» Description of the task:
When scanning the data, count every line with "utility" in it, and report only the resulting number.

» Records for the exercise:
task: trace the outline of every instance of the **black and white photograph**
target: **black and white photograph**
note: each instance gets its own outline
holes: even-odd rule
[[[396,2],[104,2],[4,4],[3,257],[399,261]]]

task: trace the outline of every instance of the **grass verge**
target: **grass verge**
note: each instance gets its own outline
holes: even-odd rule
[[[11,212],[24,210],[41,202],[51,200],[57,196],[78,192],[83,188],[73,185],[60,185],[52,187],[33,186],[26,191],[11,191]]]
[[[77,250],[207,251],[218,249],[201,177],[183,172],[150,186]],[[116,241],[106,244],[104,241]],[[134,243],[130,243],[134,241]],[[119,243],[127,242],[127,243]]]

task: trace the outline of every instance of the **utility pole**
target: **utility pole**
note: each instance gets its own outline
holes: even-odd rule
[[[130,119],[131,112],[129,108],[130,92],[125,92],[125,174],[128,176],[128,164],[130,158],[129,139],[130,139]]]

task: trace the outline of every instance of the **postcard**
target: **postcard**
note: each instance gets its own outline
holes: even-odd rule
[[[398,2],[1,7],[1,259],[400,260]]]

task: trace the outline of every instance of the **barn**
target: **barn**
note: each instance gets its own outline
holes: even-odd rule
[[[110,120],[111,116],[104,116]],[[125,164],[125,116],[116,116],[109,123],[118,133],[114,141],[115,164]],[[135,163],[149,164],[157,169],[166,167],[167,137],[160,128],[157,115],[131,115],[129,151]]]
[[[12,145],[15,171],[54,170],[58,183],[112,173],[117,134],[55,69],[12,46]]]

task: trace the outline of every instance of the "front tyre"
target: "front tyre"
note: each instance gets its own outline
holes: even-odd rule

» Answer box:
2